§ Goal
Omit the pictures from the entries below and retype everything else exactly.

══ Task data ══

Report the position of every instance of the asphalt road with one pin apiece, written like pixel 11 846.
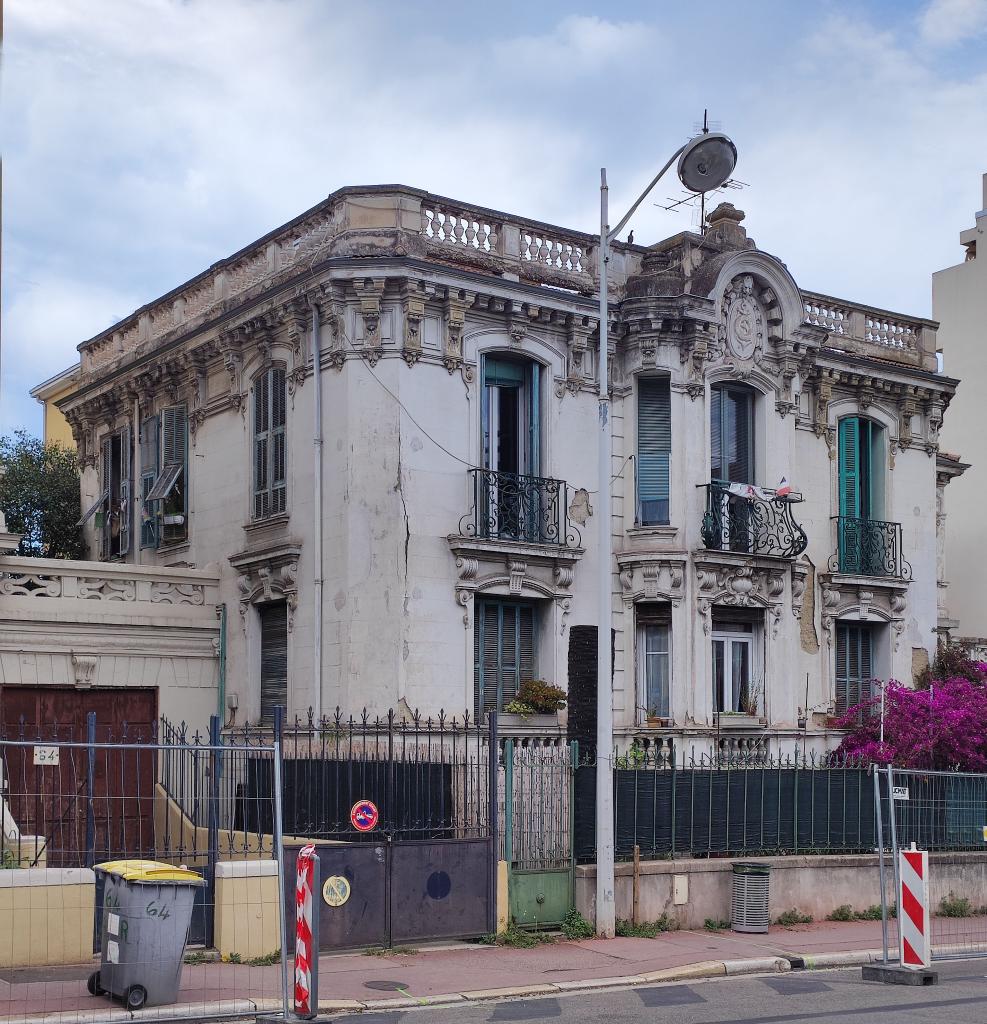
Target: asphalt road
pixel 830 996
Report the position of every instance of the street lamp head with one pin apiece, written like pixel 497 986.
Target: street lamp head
pixel 706 162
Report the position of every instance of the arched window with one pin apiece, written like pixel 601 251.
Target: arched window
pixel 269 443
pixel 731 433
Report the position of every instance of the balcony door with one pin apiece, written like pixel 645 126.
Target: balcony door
pixel 511 416
pixel 512 442
pixel 732 465
pixel 732 669
pixel 863 540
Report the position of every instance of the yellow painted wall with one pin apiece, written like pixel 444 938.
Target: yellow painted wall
pixel 55 425
pixel 46 916
pixel 247 912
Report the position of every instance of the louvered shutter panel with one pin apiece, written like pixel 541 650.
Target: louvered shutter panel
pixel 741 422
pixel 173 436
pixel 277 474
pixel 148 473
pixel 849 546
pixel 273 657
pixel 654 446
pixel 108 488
pixel 717 469
pixel 526 666
pixel 261 446
pixel 125 488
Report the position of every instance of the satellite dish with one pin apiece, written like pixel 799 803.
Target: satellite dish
pixel 706 162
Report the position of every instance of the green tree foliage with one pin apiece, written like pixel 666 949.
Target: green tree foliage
pixel 39 496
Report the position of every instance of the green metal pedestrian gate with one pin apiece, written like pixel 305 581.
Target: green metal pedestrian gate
pixel 538 832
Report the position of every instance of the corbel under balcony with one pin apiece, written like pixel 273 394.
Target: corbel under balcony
pixel 513 568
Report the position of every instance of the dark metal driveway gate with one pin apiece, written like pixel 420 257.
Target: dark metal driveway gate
pixel 427 870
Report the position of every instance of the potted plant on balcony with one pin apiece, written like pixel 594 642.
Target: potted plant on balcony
pixel 537 707
pixel 748 716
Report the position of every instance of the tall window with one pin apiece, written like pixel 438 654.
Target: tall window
pixel 854 665
pixel 734 688
pixel 654 629
pixel 863 548
pixel 166 501
pixel 654 448
pixel 731 432
pixel 269 454
pixel 112 509
pixel 504 651
pixel 511 414
pixel 273 657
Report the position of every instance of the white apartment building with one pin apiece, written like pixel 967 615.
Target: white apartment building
pixel 379 421
pixel 959 303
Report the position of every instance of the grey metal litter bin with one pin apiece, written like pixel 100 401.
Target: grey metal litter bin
pixel 751 897
pixel 146 910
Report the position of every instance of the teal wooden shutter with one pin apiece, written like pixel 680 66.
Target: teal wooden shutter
pixel 148 474
pixel 654 450
pixel 504 652
pixel 125 488
pixel 534 420
pixel 717 470
pixel 850 467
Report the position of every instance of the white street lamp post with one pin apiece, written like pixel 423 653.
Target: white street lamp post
pixel 704 163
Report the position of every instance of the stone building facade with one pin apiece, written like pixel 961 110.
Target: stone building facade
pixel 404 518
pixel 959 303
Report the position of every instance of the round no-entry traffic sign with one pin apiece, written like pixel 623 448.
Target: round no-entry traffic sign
pixel 365 815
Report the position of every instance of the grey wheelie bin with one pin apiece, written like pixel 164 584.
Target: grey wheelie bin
pixel 146 910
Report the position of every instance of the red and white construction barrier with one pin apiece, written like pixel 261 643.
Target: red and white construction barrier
pixel 306 934
pixel 913 931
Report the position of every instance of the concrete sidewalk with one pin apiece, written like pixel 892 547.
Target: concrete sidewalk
pixel 357 981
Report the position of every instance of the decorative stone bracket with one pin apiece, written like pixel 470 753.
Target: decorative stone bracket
pixel 869 600
pixel 511 569
pixel 267 574
pixel 646 577
pixel 740 584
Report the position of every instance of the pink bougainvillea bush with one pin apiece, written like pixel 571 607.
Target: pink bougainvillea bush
pixel 943 727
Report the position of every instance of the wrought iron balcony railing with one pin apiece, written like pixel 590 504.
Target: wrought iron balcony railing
pixel 869 547
pixel 515 507
pixel 752 520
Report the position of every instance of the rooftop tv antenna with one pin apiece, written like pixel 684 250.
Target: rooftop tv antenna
pixel 704 163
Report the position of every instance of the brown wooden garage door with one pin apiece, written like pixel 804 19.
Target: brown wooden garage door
pixel 53 801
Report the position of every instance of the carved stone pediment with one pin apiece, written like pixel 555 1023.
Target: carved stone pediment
pixel 739 582
pixel 872 599
pixel 513 569
pixel 268 573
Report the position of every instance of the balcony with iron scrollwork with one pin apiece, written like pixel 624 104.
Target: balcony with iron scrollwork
pixel 519 508
pixel 870 548
pixel 752 520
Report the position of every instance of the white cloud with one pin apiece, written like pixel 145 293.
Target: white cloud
pixel 146 142
pixel 945 23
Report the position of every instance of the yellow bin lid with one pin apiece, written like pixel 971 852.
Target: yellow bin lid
pixel 151 870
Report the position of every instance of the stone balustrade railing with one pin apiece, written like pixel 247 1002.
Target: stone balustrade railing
pixel 868 331
pixel 83 588
pixel 362 221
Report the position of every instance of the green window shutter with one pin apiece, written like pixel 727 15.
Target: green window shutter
pixel 654 449
pixel 717 470
pixel 504 652
pixel 148 474
pixel 850 467
pixel 273 657
pixel 125 491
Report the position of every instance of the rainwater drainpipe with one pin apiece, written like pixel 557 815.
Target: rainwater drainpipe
pixel 317 456
pixel 221 704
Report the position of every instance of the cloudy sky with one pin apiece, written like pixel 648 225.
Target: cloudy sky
pixel 144 139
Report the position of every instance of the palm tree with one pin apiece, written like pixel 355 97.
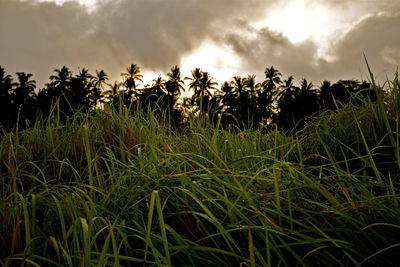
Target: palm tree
pixel 99 81
pixel 159 85
pixel 272 78
pixel 266 98
pixel 194 83
pixel 24 97
pixel 6 98
pixel 25 88
pixel 131 76
pixel 239 84
pixel 175 83
pixel 6 83
pixel 61 80
pixel 251 85
pixel 207 84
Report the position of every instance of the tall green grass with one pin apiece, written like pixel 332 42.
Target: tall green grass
pixel 112 188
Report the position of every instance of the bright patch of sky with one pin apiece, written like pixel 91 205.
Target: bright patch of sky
pixel 300 21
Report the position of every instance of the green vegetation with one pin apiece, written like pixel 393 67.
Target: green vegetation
pixel 112 187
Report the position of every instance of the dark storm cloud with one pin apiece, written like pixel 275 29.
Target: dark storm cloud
pixel 39 36
pixel 376 36
pixel 263 48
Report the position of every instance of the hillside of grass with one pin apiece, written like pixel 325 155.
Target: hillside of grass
pixel 114 189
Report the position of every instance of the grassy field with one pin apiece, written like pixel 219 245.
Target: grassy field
pixel 112 189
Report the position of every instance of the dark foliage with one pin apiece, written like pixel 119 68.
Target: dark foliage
pixel 241 103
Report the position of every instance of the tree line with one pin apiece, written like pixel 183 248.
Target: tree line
pixel 241 102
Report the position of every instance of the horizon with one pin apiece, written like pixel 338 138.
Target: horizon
pixel 313 39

═══

§ Solution to this problem
Report the position of every instance of the asphalt road with one pin apiece, written like pixel 11 846.
Target: asphalt road
pixel 830 996
Report the position of every instance of the street lamp head with one pin apiece, written like pixel 497 986.
Target: street lamp head
pixel 706 162
Report the position of every instance of the arched window with one pin apiece, written like pixel 601 251.
Target: arched window
pixel 269 443
pixel 731 433
Report the position of every instance of the balcony door with one pin apiece, written like pixel 645 126.
Target: balcony door
pixel 511 416
pixel 512 442
pixel 732 465
pixel 732 669
pixel 863 540
Report the position of every instance of the yellow painted wall with one pin apiece, written like pixel 444 938.
Target: yellow painted wall
pixel 55 425
pixel 46 916
pixel 247 912
Report the position of every instance of the louvered shutter panel with one pin apiece, written like pixel 541 650.
Target: louvered shutter panel
pixel 741 422
pixel 173 436
pixel 277 474
pixel 148 473
pixel 849 546
pixel 273 657
pixel 654 446
pixel 108 488
pixel 717 469
pixel 526 666
pixel 261 446
pixel 125 488
Report the position of every instance of the satellite dish with one pin apiece, written like pixel 799 803.
Target: satellite dish
pixel 706 162
Report the position of every instance of the green tree foliage with one pin apiece, written like pixel 666 949.
Target: green tree foliage
pixel 39 496
Report the position of every instance of the green metal pedestrian gate with one pin apiece, written like pixel 305 581.
Target: green metal pedestrian gate
pixel 538 832
Report the position of every instance of the corbel under balcony with one pin apiece, written like pixel 273 394.
Target: corbel under balcony
pixel 513 568
Report the position of every instance of the dark metal driveway gate with one pin apiece, written like pixel 420 257.
Target: dark metal driveway gate
pixel 427 870
Report the position of every instance of the potted plant on balcony with one pin apiece, written like pixel 594 642.
Target: potted plant on balcony
pixel 537 707
pixel 748 716
Report the position of every instance of the tall window with one pin apiece, written like pixel 438 654.
Target: tall window
pixel 854 665
pixel 734 688
pixel 654 629
pixel 863 548
pixel 166 501
pixel 654 448
pixel 731 432
pixel 269 454
pixel 112 509
pixel 504 651
pixel 511 414
pixel 273 657
Report the position of every instance of the white apartment building with one pin apiece, written like pixel 967 615.
Target: white apartment building
pixel 379 421
pixel 959 303
Report the position of every instance of the grey metal litter bin with one pin apiece, written like pixel 100 401.
Target: grey metal litter bin
pixel 751 897
pixel 146 910
Report the position of every instance of the teal wooden shutter with one pin apiece, written like pixel 680 66.
Target: teal wooden shutter
pixel 148 474
pixel 654 450
pixel 504 652
pixel 125 488
pixel 534 420
pixel 717 470
pixel 850 467
Report the position of every instance of the white street lamp post with one pin apiece, written like pixel 423 653.
Target: white street lamp post
pixel 704 163
Report the position of every instance of the stone building facade with one pin apiece, written like pixel 961 110.
Target: stone building facade
pixel 404 518
pixel 959 303
Report the position of every instance of the round no-entry traffic sign with one pin apiece, written like pixel 623 448.
Target: round no-entry traffic sign
pixel 365 815
Report the position of every instance of the grey wheelie bin with one pin apiece, written like pixel 164 584.
Target: grey wheelie bin
pixel 146 910
Report the position of every instance of the red and white construction barrier with one pin apiece, written like pixel 261 643.
Target: red and white construction barrier
pixel 306 934
pixel 913 931
Report the position of every instance of the concrete sidewalk with one pin apiece, written like pixel 892 547.
Target: concrete sidewalk
pixel 357 981
Report the position of every instance of the decorative stone bracket with one pin apiece, written like pixel 470 753.
Target: decorative stone bracket
pixel 869 600
pixel 511 569
pixel 267 574
pixel 646 577
pixel 740 584
Report the position of every instance of the pink bougainvillea bush with one pin apiece, written like pixel 571 607.
Target: pink bougainvillea bush
pixel 943 727
Report the position of every instance of the wrought iron balcony railing with one pin apiece, written like pixel 590 504.
Target: wrought iron balcony railing
pixel 869 547
pixel 515 507
pixel 752 520
Report the position of every instance of the rooftop tv antenna with one pin apiece, written like pixel 684 250.
Target: rooftop tv antenna
pixel 704 163
Report the position of every instance of the brown wooden garage door with one pin apiece, written like pixel 804 19.
Target: brown wooden garage door
pixel 53 801
Report the position of every instance of the carved stone pediment with one pin apiece, written like pixel 555 1023.
Target: carved stone pediment
pixel 739 582
pixel 872 599
pixel 513 569
pixel 268 573
Report the position of every instance of the balcony with iron scrollwork with one pin apiece, written like pixel 624 104.
Target: balcony with iron scrollwork
pixel 519 508
pixel 870 548
pixel 752 520
Report the position of every instance of the white cloud with one pin apiece, written like pixel 145 293.
Target: white cloud
pixel 146 142
pixel 945 23
Report the position of every instance of the yellow bin lid with one pin apiece, written like pixel 971 852.
Target: yellow bin lid
pixel 151 870
Report the position of every instance of the stone balustrade railing with one pin apiece, written like pixel 247 1002.
Target: stone balustrade railing
pixel 868 331
pixel 83 588
pixel 362 221
Report the position of every instance of the green window shutter with one pin apiece, written like pixel 727 15.
Target: green window shutter
pixel 654 449
pixel 717 470
pixel 504 652
pixel 148 474
pixel 850 467
pixel 273 657
pixel 125 491
Report the position of every instance of the rainwater drainpipe with one pin apiece, written like pixel 557 815.
Target: rainwater drainpipe
pixel 317 456
pixel 221 704
Report the position of every instance of the cloudy sky with one pin apiece, written like pixel 648 225.
Target: cloudy sky
pixel 144 139
Report the position of every instance of the palm tree with one pin apiece, written like pixel 355 97.
Target: palm tree
pixel 99 81
pixel 159 85
pixel 272 78
pixel 266 98
pixel 194 83
pixel 24 97
pixel 6 98
pixel 25 88
pixel 131 76
pixel 239 84
pixel 175 83
pixel 6 83
pixel 61 80
pixel 251 85
pixel 207 84
Report the position of every instance of the tall green grass with one pin apiece, written like pixel 332 42.
Target: tall green grass
pixel 112 188
Report the position of every instance of the bright patch of sky with one pin apiece, written like pixel 91 205.
Target: bright patch of sky
pixel 300 21
Report the position of every instance of the green vegetation with one pin apiece, written like pixel 393 67.
Target: green vegetation
pixel 112 187
Report the position of every instance of the dark storm cloud with one pin apiece, written like pixel 275 29.
Target: dark storm cloud
pixel 39 36
pixel 376 36
pixel 263 48
Report the position of every instance of the hillside of grass with one pin apiece, written like pixel 325 155.
Target: hillside of grass
pixel 114 189
Report the position of every instance of the grassy field with one pin apiece, written like pixel 219 245.
Target: grassy field
pixel 112 189
Report the position of every instance of the dark foliage with one pin apiece, written like pixel 119 68.
Target: dark foliage
pixel 241 103
Report the position of every instance of the tree line with one pin apiece, written like pixel 183 248.
Target: tree line
pixel 241 102
Report the position of every instance of the horizon with one pin apiece, written like pixel 338 138.
Target: horizon
pixel 313 39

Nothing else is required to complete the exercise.